Segundo ele, experimentos assemelhados foram realizados em florestas
temperadas, nos Estados Unidos e Europa, que obviamente apresentam
características distintas da floresta amazônica. Em terras brasileiras, foram
feitos dois experimentos do gênero, mas em menor escala e voltados para
cultivos agrícolas.
O AmazonFACE, assinala o pesquisador do
Cepagri/Unicamp, foi dividido em três fases. A primeira, iniciada em 2014, está
sendo finalizada. Durante dois anos, os cientistas delimitaram e caracterizaram
a área experimental, localizada no interior da floresta, a uma distância de 70
quilômetros ao norte da cidade de Manaus. Foram definidas oito áreas, em
formato circular (anéis), cada uma com 30 metros de diâmetro. Quatro servirão
de controle e outras quatro receberão uma dose 50% maior de CO2, o
que fará com que a concentração em cada uma delas chegue a 600 partes por
milhão (ppm). “Na segunda fase, que queremos iniciar no segundo semestre de
2017, vamos operar inicialmente com apenas dois dos anéis, sendo um deles
controle. Nosso propósito é acompanhar como o anel fertilizado com CO2
se comportará em relação ao que receberá somente ar ambiente”, detalha Lapola.
A área experimental do AmazonFACE foi instalada em
plena floresta, a 70 quilômetros ao norte da cidade de Manaus.
A segunda fase, continua o ecólogo, deverá durar
mais dois anos. Ao final dela, virá a terceira e última etapa, quando as outras
seis áreas experimentais entrarão em operação. Nesta, os testes se estenderão
por dez anos. No Raio X que realizaram no sítio experimental, os cientistas já
levantaram uma massa enorme de dados sobre o ecossistema local. “Nós medimos
dezenas de parâmetros, o que nos permitirá analisar com precisão a resposta das
plantas aos ensaios que promoveremos. Para dar uma ideia do que já foi feito,
nós aferimos desde a velocidade e direção do vento até o nível de radiação
solar, passando pelo ritmo de crescimento das raízes, o fluxo de seiva nos
caules e a quantidade de fotossíntese realizada pelas folhas das árvores”,
elenca o pesquisador do Cepagri/Unicamp.
Cenários
Mas qual seriam, afinal, o melhor e o pior cenário
que o AmazonFACE poderia delinear sobre a floresta amazônica? A situação mais
positiva, pondera Lapola, seria constatar que, a despeito da tendência do
aumento da concentração de CO² na atmosfera e do possível agravamento das
mudanças climáticas, a floresta é capaz de se mostrar resiliente, ou seja, de
resistir a essas situações adversas, mantendo-se produtiva e sem perda
significativa de biomassa. “Entretanto, podemos chegar a uma conclusão
diferente. Estudos realizados nos Estados Unidos e Europa indicam que a
fertilização por gás carbônico estimula a produtividade das plantas por um
determinado período. Depois, no entanto, o organismo chega ao seu limite e
ocorre uma inversão na curva de desenvolvimento, limitado sobretudo pela falta
de nutrientes no solo”, adverte, para completar: “Nesse sentido, vale lembrar
que os solos amazônicos são bastante pobres em nutrientes, sobretudo fósforo”.

Entradas de identificação de localização:
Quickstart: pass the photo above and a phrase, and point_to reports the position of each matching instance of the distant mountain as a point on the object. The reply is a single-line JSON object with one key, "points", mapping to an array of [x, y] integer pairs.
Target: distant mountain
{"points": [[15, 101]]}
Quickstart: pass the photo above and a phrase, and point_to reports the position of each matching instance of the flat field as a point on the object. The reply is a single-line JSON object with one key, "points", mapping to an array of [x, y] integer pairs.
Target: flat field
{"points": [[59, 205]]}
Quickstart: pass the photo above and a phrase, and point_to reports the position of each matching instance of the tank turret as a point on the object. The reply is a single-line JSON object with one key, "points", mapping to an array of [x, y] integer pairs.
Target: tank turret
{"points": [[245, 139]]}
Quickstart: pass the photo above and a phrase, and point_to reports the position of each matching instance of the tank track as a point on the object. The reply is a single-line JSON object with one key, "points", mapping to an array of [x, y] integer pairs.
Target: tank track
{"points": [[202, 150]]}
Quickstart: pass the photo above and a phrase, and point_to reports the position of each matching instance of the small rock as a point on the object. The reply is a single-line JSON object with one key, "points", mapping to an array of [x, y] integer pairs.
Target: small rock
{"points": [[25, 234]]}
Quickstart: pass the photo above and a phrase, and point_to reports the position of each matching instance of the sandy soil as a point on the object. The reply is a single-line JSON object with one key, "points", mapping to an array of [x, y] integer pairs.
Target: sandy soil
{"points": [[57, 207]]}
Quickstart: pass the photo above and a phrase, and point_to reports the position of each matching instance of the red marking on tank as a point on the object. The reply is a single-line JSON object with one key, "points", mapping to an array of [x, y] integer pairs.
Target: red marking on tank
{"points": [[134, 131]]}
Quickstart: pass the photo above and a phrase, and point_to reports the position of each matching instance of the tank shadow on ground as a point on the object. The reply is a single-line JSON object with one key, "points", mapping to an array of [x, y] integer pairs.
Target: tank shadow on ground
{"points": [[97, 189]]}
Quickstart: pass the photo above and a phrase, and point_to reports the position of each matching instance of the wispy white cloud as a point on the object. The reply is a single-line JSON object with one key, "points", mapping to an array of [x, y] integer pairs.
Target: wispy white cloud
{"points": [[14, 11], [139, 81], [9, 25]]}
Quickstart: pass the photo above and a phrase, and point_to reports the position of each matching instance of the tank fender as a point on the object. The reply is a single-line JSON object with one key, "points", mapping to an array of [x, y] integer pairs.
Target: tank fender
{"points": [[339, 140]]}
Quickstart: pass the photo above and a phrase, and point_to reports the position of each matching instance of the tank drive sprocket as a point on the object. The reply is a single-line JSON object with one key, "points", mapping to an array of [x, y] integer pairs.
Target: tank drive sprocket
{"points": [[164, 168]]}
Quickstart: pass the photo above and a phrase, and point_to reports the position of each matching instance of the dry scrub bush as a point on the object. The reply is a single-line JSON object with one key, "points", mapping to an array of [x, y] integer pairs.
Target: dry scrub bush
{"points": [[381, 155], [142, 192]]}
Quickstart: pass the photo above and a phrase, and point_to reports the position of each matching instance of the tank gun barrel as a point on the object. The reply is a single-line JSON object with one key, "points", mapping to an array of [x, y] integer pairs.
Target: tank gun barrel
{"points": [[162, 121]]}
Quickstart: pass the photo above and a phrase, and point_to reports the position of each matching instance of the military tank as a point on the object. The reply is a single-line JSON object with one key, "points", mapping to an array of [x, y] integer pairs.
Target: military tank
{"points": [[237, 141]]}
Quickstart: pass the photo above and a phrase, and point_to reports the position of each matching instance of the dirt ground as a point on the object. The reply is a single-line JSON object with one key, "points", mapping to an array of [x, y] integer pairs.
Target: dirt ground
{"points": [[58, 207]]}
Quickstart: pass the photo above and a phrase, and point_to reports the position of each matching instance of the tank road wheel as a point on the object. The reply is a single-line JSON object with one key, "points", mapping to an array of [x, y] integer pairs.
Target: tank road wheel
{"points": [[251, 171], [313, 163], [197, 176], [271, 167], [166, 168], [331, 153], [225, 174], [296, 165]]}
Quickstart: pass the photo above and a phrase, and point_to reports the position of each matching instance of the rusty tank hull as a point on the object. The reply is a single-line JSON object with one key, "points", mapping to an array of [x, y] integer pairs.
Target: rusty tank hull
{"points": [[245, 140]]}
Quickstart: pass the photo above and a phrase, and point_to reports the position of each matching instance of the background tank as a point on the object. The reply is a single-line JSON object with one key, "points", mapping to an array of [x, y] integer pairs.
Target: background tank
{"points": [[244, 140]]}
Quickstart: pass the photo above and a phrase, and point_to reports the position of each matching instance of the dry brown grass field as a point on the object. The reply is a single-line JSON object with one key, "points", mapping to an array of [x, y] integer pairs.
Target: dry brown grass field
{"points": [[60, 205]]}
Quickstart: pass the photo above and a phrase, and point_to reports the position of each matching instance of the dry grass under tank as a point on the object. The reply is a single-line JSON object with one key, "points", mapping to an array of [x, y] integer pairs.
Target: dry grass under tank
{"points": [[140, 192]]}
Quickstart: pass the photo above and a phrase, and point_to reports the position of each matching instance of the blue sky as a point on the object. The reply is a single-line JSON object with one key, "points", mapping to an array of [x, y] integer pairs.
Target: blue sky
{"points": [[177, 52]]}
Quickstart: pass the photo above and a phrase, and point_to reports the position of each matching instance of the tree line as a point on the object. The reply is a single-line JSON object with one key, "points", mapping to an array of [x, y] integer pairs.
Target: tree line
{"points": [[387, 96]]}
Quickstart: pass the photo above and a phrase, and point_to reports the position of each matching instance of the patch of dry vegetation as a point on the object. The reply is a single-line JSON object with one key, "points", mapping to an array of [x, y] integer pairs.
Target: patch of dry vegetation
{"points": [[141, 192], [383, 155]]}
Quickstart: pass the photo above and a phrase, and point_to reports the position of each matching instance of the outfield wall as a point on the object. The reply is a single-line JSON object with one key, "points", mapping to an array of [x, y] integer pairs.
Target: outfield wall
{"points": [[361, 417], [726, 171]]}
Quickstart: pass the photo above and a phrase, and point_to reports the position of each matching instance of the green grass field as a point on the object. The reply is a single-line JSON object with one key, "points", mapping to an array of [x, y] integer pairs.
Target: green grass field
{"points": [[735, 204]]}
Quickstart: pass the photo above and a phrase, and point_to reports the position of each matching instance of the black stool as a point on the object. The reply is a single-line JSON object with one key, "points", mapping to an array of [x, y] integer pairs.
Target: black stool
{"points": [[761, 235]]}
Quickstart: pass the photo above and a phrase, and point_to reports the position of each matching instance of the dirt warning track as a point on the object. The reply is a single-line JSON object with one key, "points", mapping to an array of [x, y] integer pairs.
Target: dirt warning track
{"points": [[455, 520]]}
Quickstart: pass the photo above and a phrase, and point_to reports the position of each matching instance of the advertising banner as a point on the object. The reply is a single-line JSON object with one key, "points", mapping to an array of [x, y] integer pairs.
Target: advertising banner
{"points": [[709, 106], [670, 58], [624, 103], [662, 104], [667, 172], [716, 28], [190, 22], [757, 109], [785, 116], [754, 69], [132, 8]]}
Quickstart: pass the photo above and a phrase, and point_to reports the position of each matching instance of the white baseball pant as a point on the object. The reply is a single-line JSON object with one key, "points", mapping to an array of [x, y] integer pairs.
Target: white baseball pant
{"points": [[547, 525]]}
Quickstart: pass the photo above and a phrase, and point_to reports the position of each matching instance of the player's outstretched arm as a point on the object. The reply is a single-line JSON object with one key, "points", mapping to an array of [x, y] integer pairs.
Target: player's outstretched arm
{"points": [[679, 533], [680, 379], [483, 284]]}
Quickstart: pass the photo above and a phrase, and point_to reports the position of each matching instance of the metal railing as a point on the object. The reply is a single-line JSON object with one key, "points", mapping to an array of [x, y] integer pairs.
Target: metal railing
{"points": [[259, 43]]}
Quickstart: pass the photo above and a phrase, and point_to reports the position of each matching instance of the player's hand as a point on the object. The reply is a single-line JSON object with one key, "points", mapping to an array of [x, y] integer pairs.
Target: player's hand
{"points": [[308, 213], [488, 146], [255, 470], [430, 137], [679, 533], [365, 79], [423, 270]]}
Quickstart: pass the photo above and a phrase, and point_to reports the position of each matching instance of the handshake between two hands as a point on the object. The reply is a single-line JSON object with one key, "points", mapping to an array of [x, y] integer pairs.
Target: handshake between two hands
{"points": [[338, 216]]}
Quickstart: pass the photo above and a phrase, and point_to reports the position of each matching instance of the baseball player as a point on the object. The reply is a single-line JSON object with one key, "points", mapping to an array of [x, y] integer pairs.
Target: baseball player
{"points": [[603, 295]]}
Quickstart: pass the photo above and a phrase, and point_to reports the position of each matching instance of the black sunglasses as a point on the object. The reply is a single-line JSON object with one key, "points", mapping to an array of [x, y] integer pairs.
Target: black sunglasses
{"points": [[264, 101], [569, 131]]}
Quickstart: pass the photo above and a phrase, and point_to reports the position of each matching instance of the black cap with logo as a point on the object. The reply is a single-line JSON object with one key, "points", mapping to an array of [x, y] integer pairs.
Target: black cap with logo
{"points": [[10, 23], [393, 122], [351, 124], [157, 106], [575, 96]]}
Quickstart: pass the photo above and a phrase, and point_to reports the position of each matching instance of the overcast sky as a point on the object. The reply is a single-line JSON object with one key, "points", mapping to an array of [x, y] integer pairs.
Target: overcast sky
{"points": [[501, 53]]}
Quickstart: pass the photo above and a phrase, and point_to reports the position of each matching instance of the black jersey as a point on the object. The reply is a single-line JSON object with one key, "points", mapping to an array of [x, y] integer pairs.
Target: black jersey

- _Exercícios propostos_:
1: Responda às perguntas sobre o texto do AmazonFACE:
(a) Em que ano foi iniciada a primeira fase do projeto?
(b) Qual é o diâmetro de cada uma das oito áreas circulares?
(c) Por quantos anos se estenderão os testes na terceira etapa?
2: Reproduza sem nenhuma alteração as linhas do material do exercício, desde a que contém "the black jersey" até a última delas, ambas incluídas.

- _Respostas_:
1:
(a) Em 2014.
(b) 30 metros.
(c) Por dez anos.

2:
Quickstart: pass the photo above and a phrase, and point_to reports the position of each matching instance of the black jersey as a point on the object. The reply is a single-line JSON object with one key, "points", mapping to an array of [x, y] integer pairs.
Target: black jersey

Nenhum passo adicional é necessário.